### Permintaan Tugas a
Menurut kutipan tentang FIR Natuna, kapan DEPANRI dibubarkan?

• • • •

Kasus FIR Natuna, jumlah pendapatan pertahun mencapai jutaan dollar AS. Sayang, Indonesia hanya mendapatkan “uang sewa” dari Singapura. Ibarat hanya sepotong kue kecil. Bayangkan, betapa besar potensi PNBP, jika FIR Natuna dikelola Indonesia secara profesional.

Presiden Joko Widodo menginstruksikan agar pengambilalihan pengelolaan ruang udara itu dipercepat pada September 2015. Instruksi Presiden di tafsir, agar dapat tercapai dalam waktu tiga atau empat tahun. Tepatnya lebih cepat dari amanat Undang-Undang Nomor 1 Tahun 2009 tentang Penerbangan, target paling lama pada 2024.

Mengingat FIR Natuna telah menjadi salah satu tambang emas di udara. Sangat logis Pemerintah Republik Indonesia mengupayakan pengambilalihan secepat mungkin. Namun pembubaran DEPANRI pada Desember 2014, memperlambat upaya itu.

Baik di sadari maupun tidak, absennya DEPANRI telah mengorbankan waktu. Sehingga kementerian mana yang tepat menjadi leading sektor mengkaji, karena kehilangan instrumen meredam timbul ego-sektoral selama proses berlangsung.

Isu pertahanan, kedaulatan ekonomi dan hukum

Bagi TNI Angkatan Udara, tulis Ridha, status quo berarti tak ada rahasia dapat di simpan dari Singapura. Setiap misi penerbangan pada FIR Natuna akan selalu berada di bawah pengawasan ATC negara tetangga itu, termasuk patroli rutin dan upaya penyergapan penerbangan gelap.

Bahkan, menyalakan mesin pesawat harus mendapatkan izin Singapura terlebih dahulu. “Lantas bagaimana kita dapat menangkap penerbangan gelap dilakukan militer Singapura?” tanya Ridha.

Keadaan akan menjadi lebih genting, tulis Ridha, ketika ATC Singapura menolak izin terbang pesawat TNI Angkatan Udara atau sipil berbendera Indonesia saat kepentingan nasional mendesak. Maka, tidak salah bila mendalilkan sektor pertahanan di teras rumah Indonesia, nyatanya begitu keropos.

• • • •

### Permintaan Tugas b
Tentukan semua baris dalam catatan di bawah yang memuat kata "power", lalu salin setiap baris itu.

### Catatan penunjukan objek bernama
• • • •

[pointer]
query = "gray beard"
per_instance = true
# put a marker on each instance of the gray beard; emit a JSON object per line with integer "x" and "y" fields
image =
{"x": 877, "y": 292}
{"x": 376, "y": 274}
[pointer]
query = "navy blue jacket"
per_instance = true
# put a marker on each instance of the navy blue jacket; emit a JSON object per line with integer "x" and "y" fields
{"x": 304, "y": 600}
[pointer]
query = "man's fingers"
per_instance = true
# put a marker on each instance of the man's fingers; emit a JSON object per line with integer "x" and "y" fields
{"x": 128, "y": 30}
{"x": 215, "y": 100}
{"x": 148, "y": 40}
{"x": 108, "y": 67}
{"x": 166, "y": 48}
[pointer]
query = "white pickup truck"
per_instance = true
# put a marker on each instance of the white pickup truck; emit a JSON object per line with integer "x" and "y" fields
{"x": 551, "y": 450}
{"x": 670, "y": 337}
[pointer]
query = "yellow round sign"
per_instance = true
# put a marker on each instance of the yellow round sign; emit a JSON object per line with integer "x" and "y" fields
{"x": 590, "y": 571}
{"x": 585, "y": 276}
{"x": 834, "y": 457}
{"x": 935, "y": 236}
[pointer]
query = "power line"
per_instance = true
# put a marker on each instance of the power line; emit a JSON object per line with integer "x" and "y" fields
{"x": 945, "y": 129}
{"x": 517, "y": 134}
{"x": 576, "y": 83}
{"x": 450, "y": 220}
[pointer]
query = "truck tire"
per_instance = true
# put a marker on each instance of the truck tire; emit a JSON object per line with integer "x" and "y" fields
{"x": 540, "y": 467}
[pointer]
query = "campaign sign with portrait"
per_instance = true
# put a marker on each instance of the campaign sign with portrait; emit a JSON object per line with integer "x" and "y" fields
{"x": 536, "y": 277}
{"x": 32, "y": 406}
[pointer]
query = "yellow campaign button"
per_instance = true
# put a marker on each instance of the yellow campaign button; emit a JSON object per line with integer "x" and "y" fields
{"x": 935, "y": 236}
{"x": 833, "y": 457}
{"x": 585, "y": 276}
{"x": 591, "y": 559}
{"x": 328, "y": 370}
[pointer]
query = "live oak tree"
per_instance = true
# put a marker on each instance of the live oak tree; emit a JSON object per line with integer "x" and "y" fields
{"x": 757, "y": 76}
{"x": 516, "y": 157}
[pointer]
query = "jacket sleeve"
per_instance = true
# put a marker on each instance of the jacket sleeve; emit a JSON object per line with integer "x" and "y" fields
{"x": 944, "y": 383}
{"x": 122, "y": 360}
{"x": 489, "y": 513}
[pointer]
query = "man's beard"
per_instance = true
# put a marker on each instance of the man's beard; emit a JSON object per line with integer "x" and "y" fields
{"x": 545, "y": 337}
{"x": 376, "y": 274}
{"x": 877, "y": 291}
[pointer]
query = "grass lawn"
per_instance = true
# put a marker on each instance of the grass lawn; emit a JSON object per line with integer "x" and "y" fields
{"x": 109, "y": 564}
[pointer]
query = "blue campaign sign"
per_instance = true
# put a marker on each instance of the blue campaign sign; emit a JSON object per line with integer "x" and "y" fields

• • • •

### Jawaban Latihan a
DEPANRI dibubarkan pada Desember 2014.

### Jawaban Latihan b
query = "power line"
# put a marker on each instance of the power line; emit a JSON object per line with integer "x" and "y" fields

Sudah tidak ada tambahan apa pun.